▶ [Consegna]
Rispondi brevemente a queste domande sulla recensione.
1. Quale editore ristampa il saggio su Pan?
2. Secondo il racconto di Plutarco, in quale momento si sentì morire Pan?
3. Secondo la conclusione della recensione, che cosa vale e si salva?

15 febbraio 2009

JAMES HILLMAN, Saggio su Pan, Adelphi, p.132, euro 9,00


Adelphi ristampa il saggio su Pan di uno degli scrittori più comprati e meno letto dagli italiani, James Hillman, quest’uomo le cui parole sono così poco essenzialmente comprese, quindi belle, che nessun uomo di gusto, foss’anche un modesto gusto borghese, lascerebbe mancare al migliore ornamento della propria libreria.
E vale veramente tutto il piacere di parlarne.
Il saggio è un canto al Pan, il dio che è tutto. Quel Dio, narra Plutarco, che hanno sentito morire mentre moriva sulla croce il dio dei cristiani, a significare una certa, se vuoi banale e scontata ma sempre esaltante, identità tra avversari.
Il dio, ci racconta l’Hillman, che starebbe a un certo nostro lato oscuro, di buon depravato e stupratore. Un lato che ci rende vivi in maniera elementare, e la cui elaborazione a metafora (il lavoro di penetrante poesia che si può adoperare su di esso) libera, letteralmente, il nostro corpo in letteratura.
Bene, il saggio è solo un capitolo di quel grande romanzo figurale che questo ultimo grande scrittore italiano, italiano sulla scorta terapeutica del Ficino, ancora vivo della viva curiosità del Pico della Mirandola, furente come Bruno e tutto parola come il D’annunzio (peccato non abbia potuto prendersi il lusso di scrivere in questa lingua morta); che questo grande scrittore ha composto usando le figure degli antichi, quindi immortali, dei.
E vale la pena di questo piacere, perché con Hillman parliamo di piacere; perché con Hillman, a metterla giù come Benjamin, impariamo spettacolarmente che i fini sono tutti sbagliati perché servono solo per scusa ai mezzi, che sono tutti sbagliati: quello che vale, e si salva, è il modo. Il modo: la letteratura di Hillman.

▶ [Materiale elencato]
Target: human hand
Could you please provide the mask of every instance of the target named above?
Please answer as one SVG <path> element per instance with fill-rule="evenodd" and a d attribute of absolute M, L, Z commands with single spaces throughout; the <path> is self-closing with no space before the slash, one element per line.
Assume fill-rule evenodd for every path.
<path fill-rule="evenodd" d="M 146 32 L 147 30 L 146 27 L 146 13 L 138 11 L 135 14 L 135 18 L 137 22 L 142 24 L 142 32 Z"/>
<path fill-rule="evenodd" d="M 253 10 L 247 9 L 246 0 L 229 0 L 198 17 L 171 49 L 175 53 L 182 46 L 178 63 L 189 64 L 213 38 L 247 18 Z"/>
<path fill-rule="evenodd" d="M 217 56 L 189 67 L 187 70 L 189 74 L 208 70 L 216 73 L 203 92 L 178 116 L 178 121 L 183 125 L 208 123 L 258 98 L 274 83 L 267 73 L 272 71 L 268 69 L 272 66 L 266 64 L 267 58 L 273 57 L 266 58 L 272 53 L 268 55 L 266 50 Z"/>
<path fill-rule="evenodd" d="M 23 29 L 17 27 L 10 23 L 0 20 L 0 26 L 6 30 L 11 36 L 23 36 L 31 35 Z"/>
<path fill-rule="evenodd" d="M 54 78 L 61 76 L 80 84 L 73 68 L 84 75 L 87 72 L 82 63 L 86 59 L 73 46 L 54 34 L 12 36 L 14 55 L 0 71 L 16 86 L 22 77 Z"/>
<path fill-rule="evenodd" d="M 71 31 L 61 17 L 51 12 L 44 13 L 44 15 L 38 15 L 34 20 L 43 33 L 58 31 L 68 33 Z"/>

▶ [Risposta]
1. Adelphi.
2. Mentre moriva sulla croce il dio dei cristiani.
3. Il modo.